# [TEXTE RETENU]
■ ■ ■ ■ ■

Message
par matsu aiko » 23 juin 2007, 20:08
La jeune femme commandant les troupes revint prendre ses fonctions, après avoir donné naissance à une petite fille.
Kakita Kishi – aussi grande, mince, et tranchante que son sabre. Nos premiers contacts furent bons – elle avait voyagé dans l’Empire d’Emeraude, ce qui était un point commun, et j’appréciais la franchise et l’évidente compétence de cette duelliste hors pair.
Puis quelque chose se passa.
Quoi exactement, je ne le sais toujours pas à l’heure actuelle ; mais en revanche je peux dater précisément le quand – environ un mois après le retour de Kakita Kishi.
Il y avait eu des signes avant-coureurs, un peu plus tôt, avant même ma désastreuse visite à la cour. Une réception officielle, où avec un petit rire charmant Doji Kohin me présenta à l’ensemble des Grues présents comme « notre expert en engins de guerre et en logistique ».
On déménagea mes affaires de la luxueuse résidence dont j’avais bénéficié jusqu’à présent, vers une autre plus petite mais bien située. La demeure était un peu exiguë mais convenable ; je l’acceptais de bonne grâce, sachant que les Grues avaient d’autres visiteurs qu’il leur fallait héberger. Mes déplacements étaient fréquents, et ne justifiaient pas une nombreuse maisonnée ou un palais.
Ce n’est qu’après que je m’aperçus que l’emplacement de la demeure me désignait au visiteur occasionnel comme faisant partie des suivants de Kakita Kishi.
Il y avait une réunion des daimyo du royaume, où je devais présenter ma stratégie. Kurûkiba Khan m’expliqua que mon intervention devait être différée à la prochaine assemblée des daimyo, et qu’il serait bon que je me concentre sur certaines initiative, plutôt que de présenter le plan au complet. Les daimyo étaient des gens pragmatiques, me dit-il avec un sourire un peu gêné.
A l’époque, je pris cela pour une conséquence diplomatique normale de ma maladresse à la cour. Je savais que le shokan impérial serait présent à cette réunion : Kûrukiba Khan ne pouvait se mettre en défaut de mon fait.
Puis il y eut la conversation avec Kakita Sakana, la yojimbo de Doji Kohin. Une femme d’âge mûr, aux cheveux étroitement liés en chignon au point de tirer vers l’arrière la peau de son visage, dure comme l’acier, au regard bleu et froid, à l’humour encore plus froid, dont le parler cru détonnait parmi ces Grues policées. Mais je n’ignorais pas l’autre face de sa fonction : elle était aussi kaishakunin – l’exécuteur officiel du domaine. Son humour à la limite du macabre n’était qu’un écho de ses tâches quotidiennes.

■ ■ ■ ■ ■

# [TÂCHES DE L'EXERCICE]
[A] Traduire en anglais la phrase suivante du récit sur les Grues : « La jeune femme commandant les troupes revint prendre ses fonctions, après avoir donné naissance à une petite fille. »
[B] Poursuivre le récit sur les Grues à la suite de sa dernière phrase.

# [Entrées enregistrées]
■ ■ ■ ■ ■

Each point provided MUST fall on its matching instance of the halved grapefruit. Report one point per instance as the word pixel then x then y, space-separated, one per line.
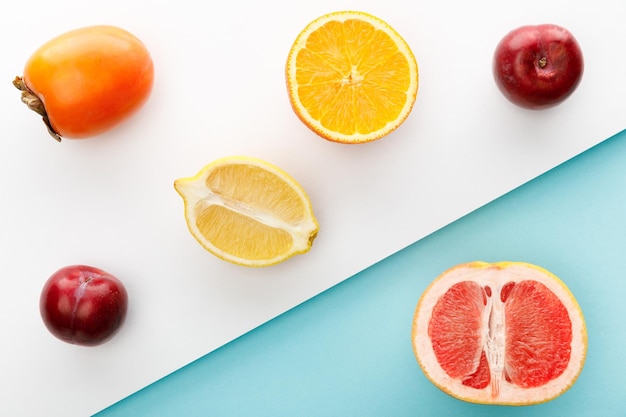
pixel 502 333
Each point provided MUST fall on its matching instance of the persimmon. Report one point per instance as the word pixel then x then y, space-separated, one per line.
pixel 86 81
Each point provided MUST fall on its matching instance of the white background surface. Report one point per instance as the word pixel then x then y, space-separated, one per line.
pixel 219 90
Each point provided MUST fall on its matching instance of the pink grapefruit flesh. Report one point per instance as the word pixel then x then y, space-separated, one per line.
pixel 503 333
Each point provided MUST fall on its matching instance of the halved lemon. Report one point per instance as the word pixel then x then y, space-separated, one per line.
pixel 504 333
pixel 248 211
pixel 351 77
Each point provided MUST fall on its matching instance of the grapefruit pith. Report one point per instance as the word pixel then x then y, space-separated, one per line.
pixel 502 333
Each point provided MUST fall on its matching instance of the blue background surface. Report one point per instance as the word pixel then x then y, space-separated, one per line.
pixel 348 350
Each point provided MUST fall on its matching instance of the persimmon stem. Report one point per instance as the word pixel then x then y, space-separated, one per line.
pixel 35 104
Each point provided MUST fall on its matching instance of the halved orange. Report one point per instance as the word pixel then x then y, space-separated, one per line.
pixel 248 211
pixel 505 333
pixel 351 77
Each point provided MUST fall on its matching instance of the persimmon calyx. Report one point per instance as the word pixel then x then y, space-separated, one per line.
pixel 35 104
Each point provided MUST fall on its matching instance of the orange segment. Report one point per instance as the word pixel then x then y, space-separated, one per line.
pixel 248 212
pixel 351 77
pixel 504 333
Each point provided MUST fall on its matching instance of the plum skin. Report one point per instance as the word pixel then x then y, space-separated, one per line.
pixel 539 66
pixel 83 305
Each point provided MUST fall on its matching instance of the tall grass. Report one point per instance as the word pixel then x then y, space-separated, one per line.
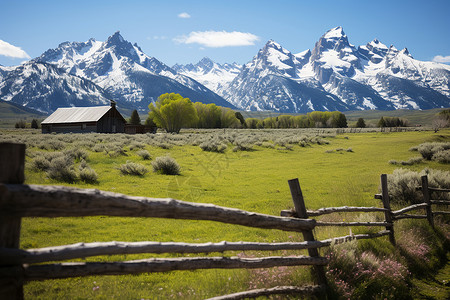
pixel 251 180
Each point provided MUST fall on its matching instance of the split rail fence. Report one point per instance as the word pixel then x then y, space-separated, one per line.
pixel 18 266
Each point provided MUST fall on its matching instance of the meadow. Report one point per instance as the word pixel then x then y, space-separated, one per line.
pixel 249 172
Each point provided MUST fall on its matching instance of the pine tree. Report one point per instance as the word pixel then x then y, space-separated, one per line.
pixel 135 119
pixel 34 124
pixel 382 122
pixel 360 123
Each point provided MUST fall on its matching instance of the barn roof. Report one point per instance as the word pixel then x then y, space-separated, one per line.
pixel 77 114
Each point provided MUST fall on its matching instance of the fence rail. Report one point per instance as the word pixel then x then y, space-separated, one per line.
pixel 18 200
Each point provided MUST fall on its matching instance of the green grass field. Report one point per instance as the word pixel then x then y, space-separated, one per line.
pixel 250 180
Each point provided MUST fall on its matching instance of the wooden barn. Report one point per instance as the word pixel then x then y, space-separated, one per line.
pixel 101 119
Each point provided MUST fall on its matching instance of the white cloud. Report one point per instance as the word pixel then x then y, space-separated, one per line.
pixel 6 49
pixel 184 15
pixel 442 59
pixel 218 39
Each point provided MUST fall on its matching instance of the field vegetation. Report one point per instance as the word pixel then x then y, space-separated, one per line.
pixel 245 169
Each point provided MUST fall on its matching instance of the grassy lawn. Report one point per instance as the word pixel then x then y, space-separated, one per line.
pixel 251 180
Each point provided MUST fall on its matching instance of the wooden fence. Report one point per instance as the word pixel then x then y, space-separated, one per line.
pixel 18 200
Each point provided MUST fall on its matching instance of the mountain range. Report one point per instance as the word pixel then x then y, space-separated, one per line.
pixel 334 75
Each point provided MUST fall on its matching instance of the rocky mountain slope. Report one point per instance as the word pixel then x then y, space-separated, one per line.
pixel 115 69
pixel 336 75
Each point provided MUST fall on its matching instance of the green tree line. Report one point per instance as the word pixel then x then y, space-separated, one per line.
pixel 172 112
pixel 315 119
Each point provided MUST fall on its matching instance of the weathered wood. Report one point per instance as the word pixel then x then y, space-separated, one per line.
pixel 441 213
pixel 81 250
pixel 387 205
pixel 320 223
pixel 348 238
pixel 440 202
pixel 59 201
pixel 406 216
pixel 330 210
pixel 300 209
pixel 409 208
pixel 79 269
pixel 12 166
pixel 278 290
pixel 426 199
pixel 439 190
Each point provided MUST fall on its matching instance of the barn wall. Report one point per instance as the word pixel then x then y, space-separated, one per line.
pixel 67 128
pixel 111 122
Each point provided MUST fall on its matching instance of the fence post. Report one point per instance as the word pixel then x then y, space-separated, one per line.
pixel 426 199
pixel 12 165
pixel 387 205
pixel 300 208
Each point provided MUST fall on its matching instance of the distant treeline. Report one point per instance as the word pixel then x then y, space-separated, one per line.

■ ■ ■ ■ ■

# [RÉPONSES PAR TÂCHE]
[A] The young woman commanding the troops returned to her duties after giving birth to a little girl.

[B]
J’avais suscité ce rendez-vous, parce que je la savais bien informée ; mais la discussion prit un tour surprenant. Elle me dit, l’air de presque le regretter, qu’en acceptant la responsabilité du domaine Licorne, Kurûkiba Khan allait maintenant être incapable de gouverner le royaume ; qu’une fois que son échec serait patent, il n’aurait d’autre choix que de faire seppuku.
Ceci reflétait, de façon extrême, mes propres inquiétudes : j’avais conscience que tant qu’un successeur ne serait pas nommé chez les Otaku, le Khan serait monopolisé par la régence du domaine Licorne, aux dépends de son propre pouvoir royal.
Elle me dit ensuite que seule ma compétence dans les engins de siège établirait ma légitimité avec les daimyo des différents clans. Stupéfaite – s’il y avait une seule chose que j’ignorais dans l’art de la guerre, c’était celui-ci - je lui demandais alors :
- Dans ce cas, pourquoi m’avez-vous embauché ?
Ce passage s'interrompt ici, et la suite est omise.